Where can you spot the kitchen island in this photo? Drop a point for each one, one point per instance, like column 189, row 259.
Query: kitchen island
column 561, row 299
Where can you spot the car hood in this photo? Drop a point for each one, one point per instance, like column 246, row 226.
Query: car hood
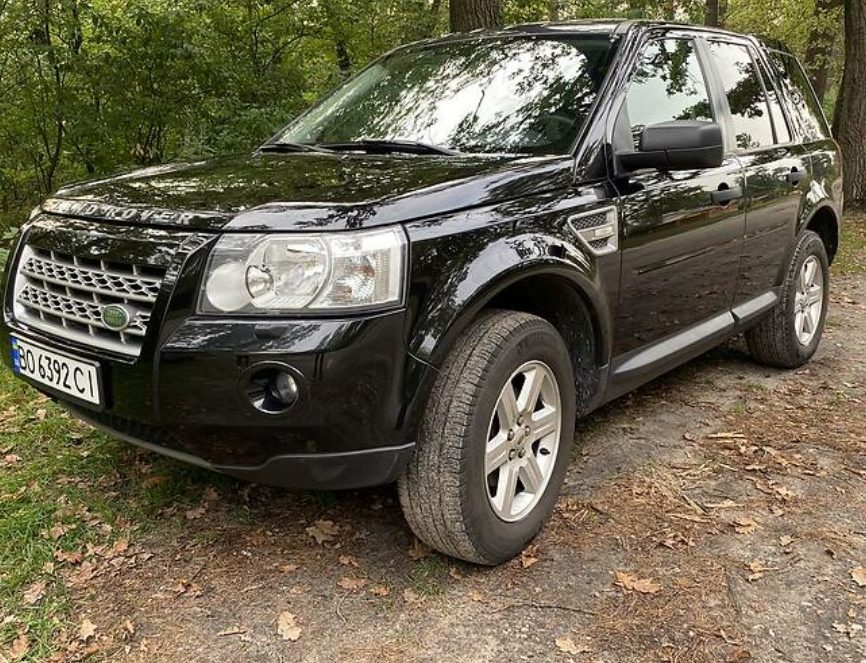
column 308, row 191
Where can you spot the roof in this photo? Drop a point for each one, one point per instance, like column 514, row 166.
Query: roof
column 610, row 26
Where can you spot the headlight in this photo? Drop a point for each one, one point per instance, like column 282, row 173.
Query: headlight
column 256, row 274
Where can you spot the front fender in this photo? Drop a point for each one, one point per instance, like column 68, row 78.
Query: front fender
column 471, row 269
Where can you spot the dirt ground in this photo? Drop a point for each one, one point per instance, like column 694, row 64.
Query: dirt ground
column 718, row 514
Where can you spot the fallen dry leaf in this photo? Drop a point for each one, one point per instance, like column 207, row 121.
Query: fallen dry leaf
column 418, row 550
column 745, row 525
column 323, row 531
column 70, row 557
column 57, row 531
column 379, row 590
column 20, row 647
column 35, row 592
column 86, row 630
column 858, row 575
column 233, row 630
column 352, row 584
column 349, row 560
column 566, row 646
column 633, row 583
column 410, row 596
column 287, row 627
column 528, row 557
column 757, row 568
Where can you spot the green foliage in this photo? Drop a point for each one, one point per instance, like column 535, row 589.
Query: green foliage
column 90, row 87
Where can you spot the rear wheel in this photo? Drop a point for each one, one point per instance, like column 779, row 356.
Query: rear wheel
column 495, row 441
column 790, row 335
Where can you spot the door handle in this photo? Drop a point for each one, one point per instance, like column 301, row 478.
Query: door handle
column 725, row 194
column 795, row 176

-----

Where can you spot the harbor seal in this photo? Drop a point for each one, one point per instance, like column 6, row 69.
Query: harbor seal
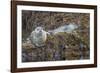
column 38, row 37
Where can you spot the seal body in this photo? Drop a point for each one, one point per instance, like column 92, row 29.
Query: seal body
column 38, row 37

-----

Show all lines above holding "this".

### WRITTEN SOLUTION:
Where can you spot the kitchen island in this photo? Drop a point for each one, one point per instance, like column 189, row 259.
Where can you spot the car hood in this photo? Drop a point for each one, one point per instance, like column 246, row 226.
Where can you spot the roof in this photo? Drop a point for each one, one point per instance, like column 514, row 166.
Where can you spot the headlight in this photo? Drop a point for each one, one point per instance, like column 282, row 173.
Where can you spot the front fender in this photo? Drop a point for each one, one point per instance, like column 68, row 78.
Where can you spot the dirt ground in this photo? Drop a point for each one, one point per instance, like column 694, row 64.
Where can you spot the fallen dry leaf in this photo? Drop a point for each one, one point per instance, like column 207, row 121.
Where can you spot the green foliage in this photo? Drop a point for each one, one point per instance, like column 535, row 589.
Where can you spot the rear wheel in this photo? Drop a point for each one, one point per instance, like column 779, row 356.
Where can you spot the door handle in this photo? Drop a point for each one, one point per instance, like column 301, row 478.
Where can you spot the harbor seal in this photo? Drop a point for each one, one point per instance, like column 6, row 69.
Where can you spot the seal body in this photo? Drop a point for each one, one point per instance, like column 92, row 29.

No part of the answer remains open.